# TEXT SEGMENT:
Post-Pandemic, These Are The World’s Most “Liveable” Cities

·2-min read

The pandemic has had a pronounced effect on the world’s most “liveable” cities, according to a new report.

New Zealand’s largest city, Auckland, finishes top of the Global Liveability Index 2021. According to compilers the EIU (Economist Intelligence Unit), this is thanks largely to New Zealand’s success in halting the spread of Covid-19.

“Owing to border closures and a consequently low Covid-19 case count, New Zealand has been able to keep its theatres, restaurants and other cultural attractions open,” the report says. “Students have been able to continue going to school, giving Auckland a 100% score for education. This has allowed the city to move up from sixth place in our autumn 2020 survey to first position in our March 2021 rankings.”

The Global Liveability Index determines which cities have the best and worst living conditions by giving them scores in five key areas: stability, healthcare, culture and environment, education and infrastructure.

This year, six of the top ten cities are in New Zealand and Australia, where according to the EIU “tight border controls have allowed residents to live relatively normal lives”. Two Japanese cities, Osaka and Tokyo, place second and fourth “owing to continued high stability scores”.

# ENTRIES SHOWN:
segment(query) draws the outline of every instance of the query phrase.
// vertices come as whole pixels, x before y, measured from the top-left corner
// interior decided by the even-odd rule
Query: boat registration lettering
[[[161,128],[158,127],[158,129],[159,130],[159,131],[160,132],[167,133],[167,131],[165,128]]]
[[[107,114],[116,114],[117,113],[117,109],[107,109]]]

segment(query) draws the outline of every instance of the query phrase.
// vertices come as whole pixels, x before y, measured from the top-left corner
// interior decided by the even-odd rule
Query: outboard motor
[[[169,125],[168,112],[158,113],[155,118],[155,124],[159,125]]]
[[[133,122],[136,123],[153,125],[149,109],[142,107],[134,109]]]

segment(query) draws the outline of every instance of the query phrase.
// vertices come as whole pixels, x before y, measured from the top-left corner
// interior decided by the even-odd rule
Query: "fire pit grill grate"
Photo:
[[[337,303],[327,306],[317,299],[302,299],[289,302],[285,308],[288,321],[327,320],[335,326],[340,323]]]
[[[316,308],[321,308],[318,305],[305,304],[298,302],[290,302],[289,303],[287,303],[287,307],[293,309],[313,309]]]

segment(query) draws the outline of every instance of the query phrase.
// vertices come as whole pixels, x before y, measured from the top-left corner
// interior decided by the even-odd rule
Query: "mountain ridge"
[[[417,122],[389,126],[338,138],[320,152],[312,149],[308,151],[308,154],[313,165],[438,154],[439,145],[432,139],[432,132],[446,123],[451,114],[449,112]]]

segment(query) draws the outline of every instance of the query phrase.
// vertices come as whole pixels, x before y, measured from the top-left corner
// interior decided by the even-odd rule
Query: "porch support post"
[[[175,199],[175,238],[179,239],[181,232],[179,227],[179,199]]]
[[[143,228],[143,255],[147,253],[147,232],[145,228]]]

# TASK INSTRUCTIONS:
(A) According to the article on the world's most liveable cities, what was Auckland's position in the autumn 2020 survey?
(B) Please translate this sentence from the article on liveable cities into Spanish: "The Global Liveability Index determines which cities have the best and worst living conditions by giving them scores in five key areas: stability, healthcare, culture and environment, education and infrastructure."
(C) Pick up the article on the world's most liveable cities after its last sentence and write its next few paragraphs.

# ANSWERS FOR EACH ITEM:
(A) Sixth place.

(B) El Índice Global de Habitabilidad determina qué ciudades tienen las mejores y las peores condiciones de vida otorgándoles puntuaciones en cinco áreas clave: estabilidad, atención sanitaria, cultura y medio ambiente, educación e infraestructura.

(C)
Only two European cities – Zurich and Geneva – make the top ten, which you can check out below.

1. Auckland, New Zealand
2. Osaka, Japan
3. Adelaide, Australia
4. Wellington, New Zealand
5. Tokyo, Japan
6. Perth, Australia
7. Zurich, Switzerland
8. Geneva, Switzerland
9. Melbourne, Australia
10. Brisbane, Australia

In total, the Global Liveability Index ranks 140 cities worldwide. Two UK cities appear in the list: Manchester in 54th and London in 60th.

Generally, many European and Canadian cities rank lower now than they did in autumn 2020. “The downward movement in rankings for the European and Canadian cities can be attributed to the heightened stress on healthcare resources during the second wave of the pandemic,” the EIU says.